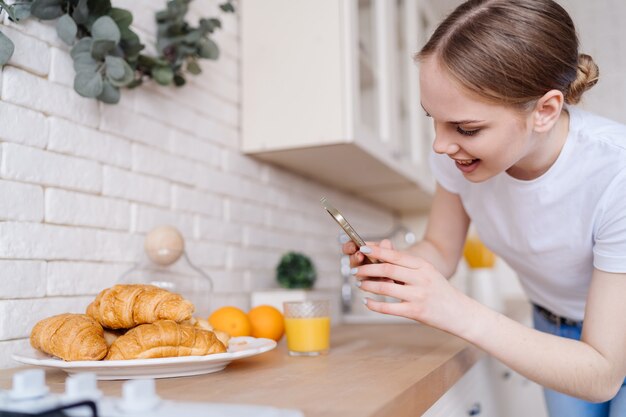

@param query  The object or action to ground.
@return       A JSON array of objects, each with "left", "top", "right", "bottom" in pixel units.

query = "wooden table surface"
[{"left": 0, "top": 324, "right": 483, "bottom": 417}]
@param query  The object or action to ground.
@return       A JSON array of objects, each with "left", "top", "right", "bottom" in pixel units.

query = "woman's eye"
[{"left": 456, "top": 126, "right": 480, "bottom": 136}]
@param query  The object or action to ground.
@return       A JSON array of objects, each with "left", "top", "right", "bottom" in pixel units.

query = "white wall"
[{"left": 0, "top": 0, "right": 392, "bottom": 367}]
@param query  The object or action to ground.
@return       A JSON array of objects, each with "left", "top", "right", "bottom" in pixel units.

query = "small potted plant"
[{"left": 276, "top": 252, "right": 316, "bottom": 289}]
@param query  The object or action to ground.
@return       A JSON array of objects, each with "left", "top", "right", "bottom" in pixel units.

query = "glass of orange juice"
[{"left": 283, "top": 300, "right": 330, "bottom": 356}]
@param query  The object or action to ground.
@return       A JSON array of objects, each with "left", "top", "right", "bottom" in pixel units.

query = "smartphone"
[
  {"left": 320, "top": 197, "right": 378, "bottom": 264},
  {"left": 320, "top": 197, "right": 365, "bottom": 248}
]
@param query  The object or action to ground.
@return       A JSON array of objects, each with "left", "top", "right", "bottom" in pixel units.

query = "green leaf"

## TASK DIRECTIONS
Can you reproduce every one of the entries above word for word, leaving out the pictures?

## ANSWER BELOW
@param query  The object or action to ground.
@return       A JSON array of objects, each with "left", "top", "right", "bottom" in pixel units.

query = "wooden table surface"
[{"left": 0, "top": 324, "right": 483, "bottom": 417}]
@param query  The object or action to ground.
@return       A JSON array of objects, each with "left", "top", "right", "bottom" in pixel units.

query = "woman's eye"
[{"left": 456, "top": 126, "right": 480, "bottom": 136}]
@param query  The object or action to ground.
@return       A JSON array of objects, each with "left", "top", "right", "bottom" in pixel units.

query = "white wall"
[{"left": 0, "top": 0, "right": 392, "bottom": 367}]
@param query  The object or action to ground.
@return       A JSON array of objects, each with "left", "top", "right", "bottom" in pixel units.

query = "small potted plant"
[{"left": 276, "top": 252, "right": 316, "bottom": 289}]
@param query  The object or action to ground.
@return       A JSON array of objects, each with "left", "top", "right", "bottom" in pixel units.

query = "glass of orange juice"
[{"left": 283, "top": 300, "right": 330, "bottom": 356}]
@param query  The object or action to ground.
@return       A JSON array of objects, each with "left", "top", "right", "bottom" in pixel units.

query = "smartphone"
[
  {"left": 320, "top": 197, "right": 378, "bottom": 264},
  {"left": 320, "top": 197, "right": 365, "bottom": 248}
]
@param query  The object or action to ground.
@return       A JSON array of objects, each with "left", "top", "right", "bottom" in pixel units.

query = "green leaf"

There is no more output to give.